+++ Extrait du communiqué
Dimanche 17 octobre à 17h, Place St Michel à Paris.
Communiqué commun (12 octobre 2010)
Massacre du 17 octobre 61
49ème Anniversaire – Vérité et Justice
Le 17 octobre 1961, des dizaines de milliers d'Algériens manifestaient pacifiquement à Paris contre le couvre feu discriminatoire qui leur avait été imposé par Maurice Papon, Préfet de police de Paris. Ils défendaient leur droit à l'égalité, leur droit à l'indépendance et le droit des peuples à disposer d'eux-mêmes. Ce jour-là, et les jours qui suivirent, des milliers de ces manifestants furent arrêtés, emprisonnés, torturés ou, pour nombre d'entre eux, refoulés en Algérie. Des centaines perdirent la vie, victimes d'une violence et d'une brutalité extrêmes des forces de police.
++++++
+++ Données fournies
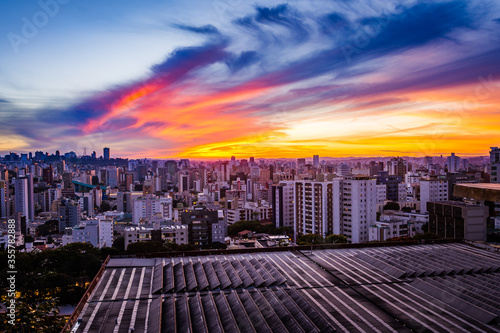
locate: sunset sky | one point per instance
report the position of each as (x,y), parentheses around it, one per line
(211,79)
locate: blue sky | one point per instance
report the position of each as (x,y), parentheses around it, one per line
(210,78)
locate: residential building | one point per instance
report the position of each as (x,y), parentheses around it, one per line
(432,189)
(174,233)
(458,220)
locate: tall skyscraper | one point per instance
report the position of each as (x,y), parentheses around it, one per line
(316,161)
(24,198)
(106,153)
(495,164)
(453,163)
(342,206)
(283,204)
(4,199)
(433,189)
(69,214)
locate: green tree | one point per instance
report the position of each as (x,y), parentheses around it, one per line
(38,316)
(336,239)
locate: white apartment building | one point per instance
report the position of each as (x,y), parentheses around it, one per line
(177,234)
(148,206)
(97,232)
(358,207)
(283,203)
(342,206)
(433,189)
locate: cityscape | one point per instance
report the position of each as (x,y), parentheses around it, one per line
(231,166)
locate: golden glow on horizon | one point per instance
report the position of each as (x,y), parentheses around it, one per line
(229,122)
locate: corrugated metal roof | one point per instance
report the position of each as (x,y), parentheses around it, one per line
(424,288)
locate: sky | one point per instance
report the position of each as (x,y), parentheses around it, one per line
(217,78)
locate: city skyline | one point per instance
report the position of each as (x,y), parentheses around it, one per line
(224,78)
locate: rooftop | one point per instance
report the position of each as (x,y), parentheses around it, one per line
(440,288)
(478,191)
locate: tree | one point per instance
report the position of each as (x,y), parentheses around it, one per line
(41,316)
(391,205)
(336,239)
++++++
▸ Tâches à réaliser
A – D'après le communiqué, pour quelle raison des dizaines de milliers d'Algériens manifestaient-ils à Paris le 17 octobre 1961 ? Répondez en une à trois phrases.
B – Recopiez le passage du communiqué qui commence à "Massacre du 17" et se termine à "forces de police.".

▸ Réponses complètes
A – Ils manifestaient pacifiquement contre le couvre-feu discriminatoire que leur avait imposé Maurice Papon, préfet de police de Paris. Ils défendaient ainsi leur droit à l'égalité, leur droit à l'indépendance et le droit des peuples à disposer d'eux-mêmes.

B –
Massacre du 17 octobre 61
49ème Anniversaire – Vérité et Justice
Le 17 octobre 1961, des dizaines de milliers d'Algériens manifestaient pacifiquement à Paris contre le couvre feu discriminatoire qui leur avait été imposé par Maurice Papon, Préfet de police de Paris. Ils défendaient leur droit à l'égalité, leur droit à l'indépendance et le droit des peuples à disposer d'eux-mêmes. Ce jour-là, et les jours qui suivirent, des milliers de ces manifestants furent arrêtés, emprisonnés, torturés ou, pour nombre d'entre eux, refoulés en Algérie. Des centaines perdirent la vie, victimes d'une violence et d'une brutalité extrêmes des forces de police.